> [Exercise requirements]
Can you print every item below verbatim, omitting the pictures?

(Saved data entries)

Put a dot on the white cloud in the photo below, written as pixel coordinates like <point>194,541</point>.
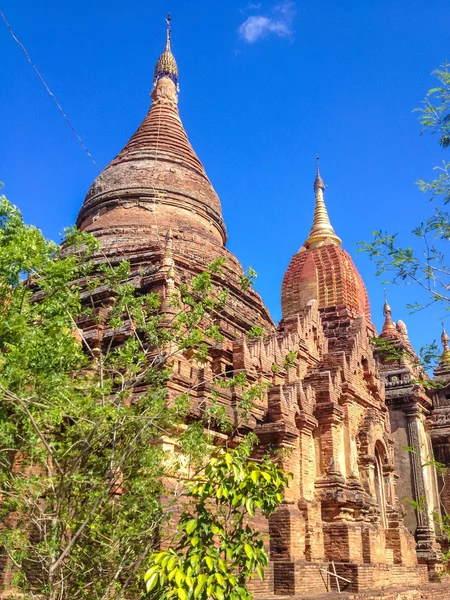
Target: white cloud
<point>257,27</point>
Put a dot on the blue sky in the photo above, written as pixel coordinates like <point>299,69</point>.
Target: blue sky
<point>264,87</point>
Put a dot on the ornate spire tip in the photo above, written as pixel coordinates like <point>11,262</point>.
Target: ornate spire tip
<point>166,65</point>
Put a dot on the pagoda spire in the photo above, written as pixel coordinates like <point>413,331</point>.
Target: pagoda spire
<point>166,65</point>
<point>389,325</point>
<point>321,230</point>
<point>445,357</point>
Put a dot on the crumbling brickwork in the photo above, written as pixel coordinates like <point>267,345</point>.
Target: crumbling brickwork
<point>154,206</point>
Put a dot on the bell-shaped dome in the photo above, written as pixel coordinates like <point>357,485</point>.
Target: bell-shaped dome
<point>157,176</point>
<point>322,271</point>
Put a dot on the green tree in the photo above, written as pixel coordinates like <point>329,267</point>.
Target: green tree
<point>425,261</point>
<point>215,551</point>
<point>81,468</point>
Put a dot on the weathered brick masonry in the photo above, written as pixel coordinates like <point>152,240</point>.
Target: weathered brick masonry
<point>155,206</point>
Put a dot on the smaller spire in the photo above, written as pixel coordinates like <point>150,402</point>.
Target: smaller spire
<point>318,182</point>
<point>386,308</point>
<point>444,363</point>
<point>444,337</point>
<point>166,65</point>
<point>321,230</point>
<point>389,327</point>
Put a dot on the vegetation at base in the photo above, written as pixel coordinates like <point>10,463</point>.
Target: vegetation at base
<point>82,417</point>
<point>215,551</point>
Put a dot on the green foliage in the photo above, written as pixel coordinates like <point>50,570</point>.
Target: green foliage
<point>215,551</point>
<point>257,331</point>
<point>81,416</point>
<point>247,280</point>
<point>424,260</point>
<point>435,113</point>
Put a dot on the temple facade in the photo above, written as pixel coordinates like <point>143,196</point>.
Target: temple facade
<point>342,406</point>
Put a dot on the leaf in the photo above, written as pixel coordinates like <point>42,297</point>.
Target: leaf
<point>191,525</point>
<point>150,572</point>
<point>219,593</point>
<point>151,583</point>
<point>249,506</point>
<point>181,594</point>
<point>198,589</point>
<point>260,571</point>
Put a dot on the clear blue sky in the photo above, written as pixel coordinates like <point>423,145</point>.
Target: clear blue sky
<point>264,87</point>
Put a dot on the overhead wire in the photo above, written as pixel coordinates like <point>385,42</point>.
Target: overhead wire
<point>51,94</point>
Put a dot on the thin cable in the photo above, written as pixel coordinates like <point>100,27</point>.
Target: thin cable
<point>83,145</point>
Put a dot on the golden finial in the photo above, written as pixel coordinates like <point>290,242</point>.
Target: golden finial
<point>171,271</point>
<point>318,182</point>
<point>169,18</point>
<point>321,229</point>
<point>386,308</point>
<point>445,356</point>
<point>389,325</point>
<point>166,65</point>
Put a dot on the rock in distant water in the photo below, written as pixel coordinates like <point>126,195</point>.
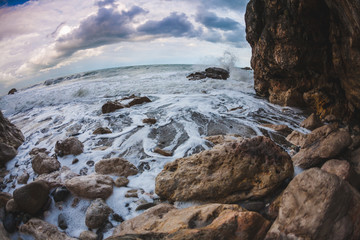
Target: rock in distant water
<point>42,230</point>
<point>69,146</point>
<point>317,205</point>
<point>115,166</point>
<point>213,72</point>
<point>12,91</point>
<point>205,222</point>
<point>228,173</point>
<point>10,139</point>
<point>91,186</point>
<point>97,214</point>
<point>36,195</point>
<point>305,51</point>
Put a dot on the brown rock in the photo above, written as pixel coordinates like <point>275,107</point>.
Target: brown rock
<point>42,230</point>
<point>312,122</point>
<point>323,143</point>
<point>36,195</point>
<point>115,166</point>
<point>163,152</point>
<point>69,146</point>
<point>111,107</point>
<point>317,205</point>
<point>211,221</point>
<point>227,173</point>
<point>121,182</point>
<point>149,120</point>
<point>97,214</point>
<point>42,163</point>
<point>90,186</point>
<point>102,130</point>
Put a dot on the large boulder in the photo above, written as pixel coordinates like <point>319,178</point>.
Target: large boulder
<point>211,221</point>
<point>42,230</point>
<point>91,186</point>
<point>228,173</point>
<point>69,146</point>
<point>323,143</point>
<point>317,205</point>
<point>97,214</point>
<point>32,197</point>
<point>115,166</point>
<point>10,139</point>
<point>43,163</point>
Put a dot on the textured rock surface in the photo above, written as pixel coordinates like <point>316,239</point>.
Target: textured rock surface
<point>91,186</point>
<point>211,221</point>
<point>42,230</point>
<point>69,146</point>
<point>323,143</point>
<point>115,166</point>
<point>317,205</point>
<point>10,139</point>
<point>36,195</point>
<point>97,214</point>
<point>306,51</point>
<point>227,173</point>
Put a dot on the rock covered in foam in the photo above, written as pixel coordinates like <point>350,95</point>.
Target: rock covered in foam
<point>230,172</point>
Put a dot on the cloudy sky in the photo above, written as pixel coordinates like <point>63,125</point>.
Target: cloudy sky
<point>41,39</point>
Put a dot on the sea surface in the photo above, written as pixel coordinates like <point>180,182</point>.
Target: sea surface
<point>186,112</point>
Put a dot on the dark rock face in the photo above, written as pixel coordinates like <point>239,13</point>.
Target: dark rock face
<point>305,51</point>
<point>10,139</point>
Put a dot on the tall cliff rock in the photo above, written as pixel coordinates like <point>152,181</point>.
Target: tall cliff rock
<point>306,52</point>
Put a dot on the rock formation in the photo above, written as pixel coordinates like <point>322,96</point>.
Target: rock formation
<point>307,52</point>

> [Solution below]
Put a dot on the white cloud in the photo below, written as pixel coordinates like <point>194,541</point>.
Target: white cloud
<point>257,27</point>
Put a dot on the blue sky in the photo above, written as pixel coordinates like <point>299,69</point>.
Target: blue sky
<point>264,87</point>
Put a dot on the ornate spire tip in the photo above, written as pixel coordinates like <point>11,262</point>.
Target: ornate spire tip
<point>166,65</point>
Put a dot on the pagoda spire in the photo above, written as pixel coordinates like <point>413,331</point>.
Target: pagoda spire
<point>166,65</point>
<point>389,325</point>
<point>321,230</point>
<point>445,357</point>
Put a dot on the crumbling brickwork in the photo above, written as pixel coordinates like <point>267,345</point>.
Target: crumbling brickwork
<point>154,206</point>
Put a dot on the bell-shaped dome in the photo above, written as pixel coordinates like <point>357,485</point>.
Target: bell-shaped dome
<point>157,176</point>
<point>322,271</point>
Put a dot on the green tree in the photo above, written as pixel coordinates like <point>329,267</point>.
Target: green tree
<point>425,261</point>
<point>215,551</point>
<point>81,468</point>
Put a dot on the weathered brick masonry in the photo above, written as pixel coordinates like <point>152,240</point>.
Target: weathered brick masonry
<point>155,206</point>
Put a dot on the smaller spire in the photo above, written as pixel coordinates like <point>150,402</point>.
Target: smaller spire
<point>318,182</point>
<point>386,308</point>
<point>444,363</point>
<point>444,337</point>
<point>166,65</point>
<point>321,230</point>
<point>389,327</point>
Put a dot on the vegetation at base in the photo above, written as pixel coordinates like <point>10,463</point>.
Target: vegetation at base
<point>82,417</point>
<point>215,551</point>
Put a dot on the green foliage in the photo above, written as pixel coordinates like <point>50,570</point>.
Target: green foliage
<point>215,551</point>
<point>257,331</point>
<point>81,416</point>
<point>247,280</point>
<point>424,260</point>
<point>435,113</point>
Put a dot on the temple facade in the photo above, written as pixel coordinates like <point>143,196</point>.
Target: temple facade
<point>342,406</point>
Put a dot on the leaf in the photo above, written as pixel coordinates like <point>42,297</point>.
Target: leaf
<point>191,525</point>
<point>150,572</point>
<point>219,593</point>
<point>151,583</point>
<point>249,506</point>
<point>181,594</point>
<point>198,589</point>
<point>260,571</point>
Put a dot on the clear blue sky in the photo above, written as pixel coordinates like <point>423,145</point>.
Target: clear blue sky
<point>264,87</point>
Put a dot on the overhead wire in the photo above, written as pixel coordinates like <point>385,42</point>.
Target: overhead wire
<point>51,94</point>
Put a dot on the thin cable in the photo above, written as pixel coordinates like <point>100,27</point>.
Target: thin cable
<point>83,145</point>
Put a dot on the golden finial in the photo above, written as pixel coordinates like <point>290,242</point>.
Target: golden finial
<point>171,271</point>
<point>318,182</point>
<point>169,18</point>
<point>321,229</point>
<point>386,308</point>
<point>445,356</point>
<point>389,325</point>
<point>166,65</point>
Put a dot on the rock in distant water in the photo below, written as pixel coordinates like <point>126,195</point>.
Target: rock in distant water
<point>42,230</point>
<point>69,146</point>
<point>317,205</point>
<point>115,166</point>
<point>213,72</point>
<point>12,91</point>
<point>205,222</point>
<point>228,173</point>
<point>10,139</point>
<point>91,186</point>
<point>97,214</point>
<point>36,195</point>
<point>305,51</point>
Put a dot on the brown rock in the photo above, written as pixel coordinates like <point>275,107</point>.
Target: brown rock
<point>42,230</point>
<point>312,122</point>
<point>323,143</point>
<point>36,195</point>
<point>115,166</point>
<point>163,152</point>
<point>69,146</point>
<point>111,107</point>
<point>317,205</point>
<point>211,221</point>
<point>227,173</point>
<point>121,182</point>
<point>149,120</point>
<point>97,214</point>
<point>42,163</point>
<point>90,186</point>
<point>102,130</point>
Put a dot on the large boulder in the photo above, written as pixel coordinates like <point>319,178</point>.
Target: large boulder
<point>211,221</point>
<point>42,230</point>
<point>91,186</point>
<point>228,173</point>
<point>69,146</point>
<point>323,143</point>
<point>317,205</point>
<point>97,214</point>
<point>32,197</point>
<point>115,166</point>
<point>10,139</point>
<point>43,163</point>
Put a dot on the textured rock surface in the photo above, written as pixel coordinates like <point>316,239</point>.
Target: textured rock surface
<point>91,186</point>
<point>211,221</point>
<point>42,230</point>
<point>69,146</point>
<point>323,143</point>
<point>115,166</point>
<point>317,205</point>
<point>10,139</point>
<point>36,195</point>
<point>97,214</point>
<point>306,51</point>
<point>227,173</point>
Put a dot on the rock covered in foam in the photo above, written as pixel coordinates like <point>350,95</point>.
Target: rock covered in foam
<point>230,172</point>
Put a dot on the cloudy sky in the photo above, written as pixel coordinates like <point>63,125</point>.
Target: cloudy sky
<point>41,39</point>
Put a dot on the sea surface in the photo above, written as pixel coordinates like <point>180,182</point>.
Target: sea surface
<point>186,112</point>
Put a dot on the dark rock face in the photo above, written as pixel coordinates like <point>239,13</point>.
Target: dark rock face
<point>305,51</point>
<point>10,139</point>
Put a dot on the tall cliff rock in the photo above, written as pixel coordinates like <point>152,181</point>.
Target: tall cliff rock
<point>306,52</point>
Put a dot on the rock formation in the photo above, written as pixel coordinates like <point>322,96</point>.
Target: rock formation
<point>307,52</point>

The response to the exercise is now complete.